Reflections

Compassion boundaries

When I was in my impressionable early teens I regularly saw a book my dad was reading lying around the living room. It had a very dramatic cover with the title The Population Bomb. Above the title was the descriptive phrase “Population control or race to oblivion” and below was the ominous assertion “While you are reading these words four people will have died of starvation. Most of them children.”

The author was Paul Ehrlich, an American biology professor at Stanford University, who was known for his cataclysmic predictions and warnings about world over-population inevitably leading to mass famines and food wars.

The book scared me. I had grown up hearing stories of my parents’ families living through deadly famines in Russia, including my dad’s mother, weakened by malnutrition, dying after the birth of her last child. It was also an era of numerous famines – China, Biafra, African Sahel, Ethiopia, Bangladesh – which TV news was now able to show in gory detail on their nightly broadcasts, and which were often talked about in our church. And my parents, with good intentions, regularly reminded us to not be picky and eat everything on our plates because there were hungry children on the other side of the world who would be all-too thankful to eat what we wanted to throw away.

● ENTRIES SUPPLIED:

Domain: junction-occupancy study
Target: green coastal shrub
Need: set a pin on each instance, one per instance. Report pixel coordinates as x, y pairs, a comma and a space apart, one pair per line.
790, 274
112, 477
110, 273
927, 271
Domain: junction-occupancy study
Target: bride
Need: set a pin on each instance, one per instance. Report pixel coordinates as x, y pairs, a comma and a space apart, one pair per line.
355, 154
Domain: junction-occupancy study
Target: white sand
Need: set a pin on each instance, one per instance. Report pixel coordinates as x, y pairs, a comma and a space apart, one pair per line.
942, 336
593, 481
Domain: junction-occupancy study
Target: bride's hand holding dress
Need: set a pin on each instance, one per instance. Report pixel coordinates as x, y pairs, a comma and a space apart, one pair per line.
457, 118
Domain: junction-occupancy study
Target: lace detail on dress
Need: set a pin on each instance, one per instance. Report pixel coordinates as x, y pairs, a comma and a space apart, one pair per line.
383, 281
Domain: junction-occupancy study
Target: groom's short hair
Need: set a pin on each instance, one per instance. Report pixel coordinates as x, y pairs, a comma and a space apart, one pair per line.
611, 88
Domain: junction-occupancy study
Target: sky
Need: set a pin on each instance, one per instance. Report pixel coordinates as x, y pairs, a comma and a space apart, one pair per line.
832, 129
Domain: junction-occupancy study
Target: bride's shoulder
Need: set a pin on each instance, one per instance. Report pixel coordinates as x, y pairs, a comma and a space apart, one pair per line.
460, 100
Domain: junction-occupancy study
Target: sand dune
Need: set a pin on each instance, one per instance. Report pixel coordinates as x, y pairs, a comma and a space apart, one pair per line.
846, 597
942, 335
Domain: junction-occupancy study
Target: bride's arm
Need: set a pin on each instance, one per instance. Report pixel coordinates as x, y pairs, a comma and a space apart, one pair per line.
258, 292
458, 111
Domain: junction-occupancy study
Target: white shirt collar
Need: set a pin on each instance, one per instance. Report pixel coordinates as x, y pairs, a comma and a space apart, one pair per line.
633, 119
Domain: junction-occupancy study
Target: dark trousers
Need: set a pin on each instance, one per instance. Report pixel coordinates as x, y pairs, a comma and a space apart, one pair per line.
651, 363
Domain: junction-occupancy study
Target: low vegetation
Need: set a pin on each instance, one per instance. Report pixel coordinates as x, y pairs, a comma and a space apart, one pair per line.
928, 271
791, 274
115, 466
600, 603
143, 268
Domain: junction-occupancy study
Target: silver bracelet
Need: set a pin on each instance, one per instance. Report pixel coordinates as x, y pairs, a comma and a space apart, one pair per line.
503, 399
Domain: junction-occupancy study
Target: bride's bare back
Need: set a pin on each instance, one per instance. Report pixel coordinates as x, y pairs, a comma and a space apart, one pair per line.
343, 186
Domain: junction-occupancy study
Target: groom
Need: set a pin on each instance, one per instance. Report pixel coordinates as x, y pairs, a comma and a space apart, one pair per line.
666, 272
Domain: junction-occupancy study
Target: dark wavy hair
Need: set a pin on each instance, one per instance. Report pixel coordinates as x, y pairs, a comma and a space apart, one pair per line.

● REQUIREMENT 1: Decide whether each statement agrees with the Compassion boundaries passage, answering yes or no and quoting the words of the passage that settle it. (a) The author of The Population Bomb was a professor at Stanford University. (b) It was the narrator's mother's mother who died after the birth of her last child. (c) The cover claimed that four people would die of starvation while the reader read its words.
● REQUIREMENT 2: List every place that the Compassion boundaries passage names as a site of famine in the era of the narrator's early teens.
● REQUIREMENT 3: Continue the Compassion boundaries passage from its final sentence.
The rows have nothing to do with the Compassion boundaries passage.

● ANSWER 1:
(a) Yes: "an American biology professor at Stanford University"
(b) No: "including my dad’s mother, weakened by malnutrition, dying after the birth of her last child"
(c) Yes: "While you are reading these words four people will have died of starvation."

● ANSWER 2: China, Biafra, African Sahel, Ethiopia, Bangladesh

● ANSWER 3:
The problems were huge, the suffering immense; I/we were supposed to care and help because God doesn’t want people to suffer, but there was nothing of significance I could do to help. I felt scared and helpless. 

Around that time my father, who had said several years earlier that if the farm became less indebted we could buy the family motorboat I had been so hoping for, remarked that while we could now afford it, he didn’t think it was right to spend money on such an unnecessary luxury when there were so many needy, suffering people in the world. 

How could I take issue with such a Christian position? And I learned the lesson that a faithful Christian ought to spend as little money on themselves, and feel guilty for what they did spend. And from many in the church I heard the adage “Live simply so that others may simply live.”

I learned and became committed to the importance of compassion, empathy and responsibility. What I wasn’t taught was that maybe it was okay for there to be some limits and boundaries around how much and what I ought to feel compassion, empathy and responsibility for.

Last week 70 Christian women, children and men in Congo were kidnapped by an Islamic terrorist group, taken to a partially destroyed church building and beheaded, according to reports. Cruelty and killing in Israel-Palestine; Russia is still killing Ukrainians; Sudan is still wracked by civil war and famine; we’re told over and over again that we are heading for a climate change Armageddon; etc.

In this day and age the problems are huge, the suffering immense, all shown in powerful colour images and videos on the screens before us. Unless we bury our heads in the sand we tend to feel scared and helpless, frustrated that there seems to be nothing of significance we can do to help.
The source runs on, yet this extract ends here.